> **SUPPLIED DATA**
□ □ □ □ □

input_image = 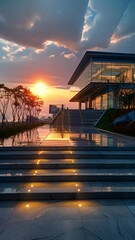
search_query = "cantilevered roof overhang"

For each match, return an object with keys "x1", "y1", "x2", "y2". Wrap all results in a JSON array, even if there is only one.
[
  {"x1": 70, "y1": 82, "x2": 135, "y2": 102},
  {"x1": 68, "y1": 51, "x2": 135, "y2": 85}
]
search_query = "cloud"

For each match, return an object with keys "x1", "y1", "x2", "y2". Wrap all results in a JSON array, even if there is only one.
[
  {"x1": 64, "y1": 53, "x2": 76, "y2": 59},
  {"x1": 114, "y1": 0, "x2": 135, "y2": 39},
  {"x1": 79, "y1": 0, "x2": 130, "y2": 49},
  {"x1": 0, "y1": 0, "x2": 88, "y2": 48}
]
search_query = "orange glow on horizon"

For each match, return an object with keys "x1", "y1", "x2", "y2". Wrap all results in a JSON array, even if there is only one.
[{"x1": 31, "y1": 82, "x2": 47, "y2": 97}]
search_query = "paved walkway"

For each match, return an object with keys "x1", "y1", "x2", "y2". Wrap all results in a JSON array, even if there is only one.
[
  {"x1": 0, "y1": 126, "x2": 135, "y2": 240},
  {"x1": 0, "y1": 200, "x2": 135, "y2": 240}
]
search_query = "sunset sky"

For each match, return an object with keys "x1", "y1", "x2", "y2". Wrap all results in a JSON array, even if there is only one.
[{"x1": 0, "y1": 0, "x2": 135, "y2": 114}]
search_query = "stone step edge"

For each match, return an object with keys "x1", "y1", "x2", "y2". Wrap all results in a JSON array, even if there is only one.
[
  {"x1": 0, "y1": 191, "x2": 135, "y2": 201},
  {"x1": 0, "y1": 174, "x2": 135, "y2": 183},
  {"x1": 0, "y1": 162, "x2": 135, "y2": 170}
]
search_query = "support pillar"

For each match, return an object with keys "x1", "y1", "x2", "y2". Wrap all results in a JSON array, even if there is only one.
[
  {"x1": 88, "y1": 97, "x2": 92, "y2": 108},
  {"x1": 85, "y1": 100, "x2": 88, "y2": 109},
  {"x1": 79, "y1": 102, "x2": 82, "y2": 110}
]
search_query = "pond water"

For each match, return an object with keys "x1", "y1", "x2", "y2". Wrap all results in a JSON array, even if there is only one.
[{"x1": 0, "y1": 125, "x2": 135, "y2": 147}]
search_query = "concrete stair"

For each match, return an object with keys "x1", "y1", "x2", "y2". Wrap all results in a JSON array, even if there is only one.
[
  {"x1": 51, "y1": 109, "x2": 104, "y2": 130},
  {"x1": 0, "y1": 146, "x2": 135, "y2": 200}
]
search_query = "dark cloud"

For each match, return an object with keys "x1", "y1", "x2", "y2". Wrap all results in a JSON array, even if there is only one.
[
  {"x1": 0, "y1": 0, "x2": 135, "y2": 92},
  {"x1": 0, "y1": 0, "x2": 88, "y2": 48},
  {"x1": 114, "y1": 0, "x2": 135, "y2": 38},
  {"x1": 80, "y1": 0, "x2": 130, "y2": 49}
]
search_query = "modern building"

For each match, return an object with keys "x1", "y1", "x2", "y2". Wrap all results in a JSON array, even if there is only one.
[{"x1": 68, "y1": 51, "x2": 135, "y2": 109}]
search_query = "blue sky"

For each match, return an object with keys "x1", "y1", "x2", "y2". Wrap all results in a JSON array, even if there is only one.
[{"x1": 0, "y1": 0, "x2": 135, "y2": 112}]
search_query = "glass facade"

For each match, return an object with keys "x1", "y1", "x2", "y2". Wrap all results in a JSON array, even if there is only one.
[{"x1": 70, "y1": 58, "x2": 135, "y2": 109}]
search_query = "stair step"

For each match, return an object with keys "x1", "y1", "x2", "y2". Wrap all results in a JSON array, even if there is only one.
[
  {"x1": 0, "y1": 169, "x2": 135, "y2": 182},
  {"x1": 0, "y1": 159, "x2": 135, "y2": 169},
  {"x1": 0, "y1": 151, "x2": 135, "y2": 159},
  {"x1": 0, "y1": 182, "x2": 135, "y2": 200}
]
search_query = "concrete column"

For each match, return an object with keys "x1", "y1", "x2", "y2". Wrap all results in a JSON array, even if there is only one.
[
  {"x1": 113, "y1": 90, "x2": 119, "y2": 109},
  {"x1": 85, "y1": 100, "x2": 88, "y2": 109},
  {"x1": 79, "y1": 102, "x2": 82, "y2": 110},
  {"x1": 88, "y1": 97, "x2": 92, "y2": 108},
  {"x1": 100, "y1": 95, "x2": 104, "y2": 109}
]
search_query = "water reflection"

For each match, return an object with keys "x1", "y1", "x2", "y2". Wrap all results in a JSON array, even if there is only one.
[
  {"x1": 0, "y1": 125, "x2": 50, "y2": 146},
  {"x1": 0, "y1": 125, "x2": 135, "y2": 146}
]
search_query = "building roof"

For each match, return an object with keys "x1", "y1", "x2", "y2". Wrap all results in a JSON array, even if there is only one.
[
  {"x1": 70, "y1": 82, "x2": 135, "y2": 102},
  {"x1": 68, "y1": 51, "x2": 135, "y2": 85}
]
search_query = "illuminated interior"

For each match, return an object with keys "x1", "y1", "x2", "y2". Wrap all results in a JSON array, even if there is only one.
[{"x1": 68, "y1": 52, "x2": 135, "y2": 109}]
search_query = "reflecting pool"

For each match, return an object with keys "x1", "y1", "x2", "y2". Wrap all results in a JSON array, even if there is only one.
[{"x1": 0, "y1": 125, "x2": 135, "y2": 147}]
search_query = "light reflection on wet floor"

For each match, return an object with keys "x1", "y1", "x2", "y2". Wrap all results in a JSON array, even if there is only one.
[{"x1": 0, "y1": 125, "x2": 135, "y2": 147}]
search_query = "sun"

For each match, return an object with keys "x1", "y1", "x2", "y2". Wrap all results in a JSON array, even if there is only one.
[{"x1": 31, "y1": 82, "x2": 47, "y2": 97}]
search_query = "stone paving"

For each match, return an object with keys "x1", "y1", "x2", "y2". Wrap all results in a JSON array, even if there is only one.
[{"x1": 0, "y1": 124, "x2": 135, "y2": 240}]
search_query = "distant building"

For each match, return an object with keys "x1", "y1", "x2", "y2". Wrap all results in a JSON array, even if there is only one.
[{"x1": 68, "y1": 51, "x2": 135, "y2": 109}]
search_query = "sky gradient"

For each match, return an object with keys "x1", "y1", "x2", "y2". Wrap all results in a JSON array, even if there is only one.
[{"x1": 0, "y1": 0, "x2": 135, "y2": 112}]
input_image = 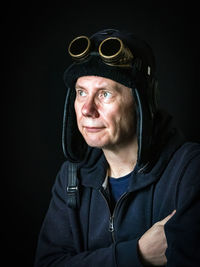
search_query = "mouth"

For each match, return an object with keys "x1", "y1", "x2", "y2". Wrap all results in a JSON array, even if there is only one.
[{"x1": 84, "y1": 126, "x2": 105, "y2": 133}]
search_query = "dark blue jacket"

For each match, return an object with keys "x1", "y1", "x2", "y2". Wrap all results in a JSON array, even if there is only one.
[{"x1": 35, "y1": 111, "x2": 200, "y2": 267}]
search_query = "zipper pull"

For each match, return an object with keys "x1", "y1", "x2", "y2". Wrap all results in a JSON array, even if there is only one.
[{"x1": 109, "y1": 216, "x2": 115, "y2": 233}]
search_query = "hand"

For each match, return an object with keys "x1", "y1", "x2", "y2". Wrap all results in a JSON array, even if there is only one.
[{"x1": 138, "y1": 210, "x2": 176, "y2": 266}]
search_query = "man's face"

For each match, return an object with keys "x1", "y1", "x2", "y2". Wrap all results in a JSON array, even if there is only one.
[{"x1": 74, "y1": 76, "x2": 135, "y2": 149}]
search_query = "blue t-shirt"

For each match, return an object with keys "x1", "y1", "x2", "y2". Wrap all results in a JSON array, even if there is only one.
[{"x1": 108, "y1": 173, "x2": 131, "y2": 202}]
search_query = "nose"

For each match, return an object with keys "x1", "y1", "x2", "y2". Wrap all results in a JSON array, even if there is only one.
[{"x1": 82, "y1": 97, "x2": 99, "y2": 118}]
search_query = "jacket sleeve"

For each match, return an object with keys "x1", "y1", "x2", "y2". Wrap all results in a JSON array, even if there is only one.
[
  {"x1": 165, "y1": 152, "x2": 200, "y2": 267},
  {"x1": 34, "y1": 162, "x2": 142, "y2": 267},
  {"x1": 34, "y1": 163, "x2": 116, "y2": 267}
]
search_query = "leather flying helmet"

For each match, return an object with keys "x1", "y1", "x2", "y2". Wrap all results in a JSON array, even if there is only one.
[{"x1": 62, "y1": 29, "x2": 158, "y2": 167}]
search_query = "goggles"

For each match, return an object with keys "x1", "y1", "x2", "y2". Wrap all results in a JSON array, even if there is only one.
[{"x1": 68, "y1": 36, "x2": 133, "y2": 68}]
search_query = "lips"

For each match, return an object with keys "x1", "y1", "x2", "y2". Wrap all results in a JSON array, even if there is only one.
[{"x1": 84, "y1": 126, "x2": 105, "y2": 133}]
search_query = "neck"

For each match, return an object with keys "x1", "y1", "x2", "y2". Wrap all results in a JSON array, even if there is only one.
[{"x1": 103, "y1": 140, "x2": 138, "y2": 178}]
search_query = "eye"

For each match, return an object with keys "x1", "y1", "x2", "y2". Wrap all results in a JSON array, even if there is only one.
[
  {"x1": 76, "y1": 89, "x2": 86, "y2": 97},
  {"x1": 100, "y1": 91, "x2": 112, "y2": 100}
]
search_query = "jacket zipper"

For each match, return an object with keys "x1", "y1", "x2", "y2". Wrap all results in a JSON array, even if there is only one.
[{"x1": 99, "y1": 190, "x2": 128, "y2": 243}]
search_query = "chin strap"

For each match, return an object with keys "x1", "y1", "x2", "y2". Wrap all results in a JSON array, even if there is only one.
[{"x1": 67, "y1": 162, "x2": 79, "y2": 209}]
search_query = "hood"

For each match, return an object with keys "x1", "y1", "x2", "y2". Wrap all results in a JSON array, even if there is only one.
[{"x1": 62, "y1": 29, "x2": 161, "y2": 167}]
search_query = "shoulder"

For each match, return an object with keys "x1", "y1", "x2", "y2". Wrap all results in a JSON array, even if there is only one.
[{"x1": 173, "y1": 142, "x2": 200, "y2": 165}]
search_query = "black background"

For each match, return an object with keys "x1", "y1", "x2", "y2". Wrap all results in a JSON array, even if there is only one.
[{"x1": 1, "y1": 0, "x2": 200, "y2": 267}]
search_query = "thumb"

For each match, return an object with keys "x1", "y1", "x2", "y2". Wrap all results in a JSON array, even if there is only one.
[{"x1": 159, "y1": 210, "x2": 176, "y2": 225}]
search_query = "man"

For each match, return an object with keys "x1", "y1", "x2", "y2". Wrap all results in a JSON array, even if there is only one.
[{"x1": 35, "y1": 29, "x2": 200, "y2": 267}]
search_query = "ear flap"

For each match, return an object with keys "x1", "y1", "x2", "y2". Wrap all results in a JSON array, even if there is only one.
[
  {"x1": 133, "y1": 88, "x2": 153, "y2": 167},
  {"x1": 62, "y1": 88, "x2": 88, "y2": 163}
]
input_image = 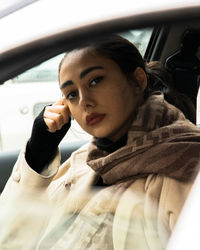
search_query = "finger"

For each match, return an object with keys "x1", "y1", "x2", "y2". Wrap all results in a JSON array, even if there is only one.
[
  {"x1": 44, "y1": 105, "x2": 70, "y2": 123},
  {"x1": 54, "y1": 97, "x2": 65, "y2": 105},
  {"x1": 44, "y1": 118, "x2": 57, "y2": 133},
  {"x1": 44, "y1": 111, "x2": 66, "y2": 130}
]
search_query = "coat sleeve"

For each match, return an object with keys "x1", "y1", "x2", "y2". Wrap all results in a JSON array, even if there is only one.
[{"x1": 0, "y1": 145, "x2": 60, "y2": 250}]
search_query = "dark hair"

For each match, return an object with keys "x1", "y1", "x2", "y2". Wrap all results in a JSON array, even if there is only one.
[{"x1": 59, "y1": 34, "x2": 195, "y2": 122}]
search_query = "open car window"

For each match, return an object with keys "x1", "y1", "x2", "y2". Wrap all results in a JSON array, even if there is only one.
[{"x1": 0, "y1": 28, "x2": 152, "y2": 151}]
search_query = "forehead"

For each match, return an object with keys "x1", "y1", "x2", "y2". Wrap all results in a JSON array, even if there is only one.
[{"x1": 61, "y1": 48, "x2": 115, "y2": 70}]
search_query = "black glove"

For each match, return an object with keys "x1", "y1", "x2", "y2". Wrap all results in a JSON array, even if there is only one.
[{"x1": 25, "y1": 109, "x2": 71, "y2": 173}]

□ □ □ □ □

> **WHAT NEEDS TO BE DONE**
List every line in the data that contains the string "cloud". Matching is case-sensitive.

> **RESULT OF THIS EXERCISE**
search_query = "cloud"
search_query = "dark cloud"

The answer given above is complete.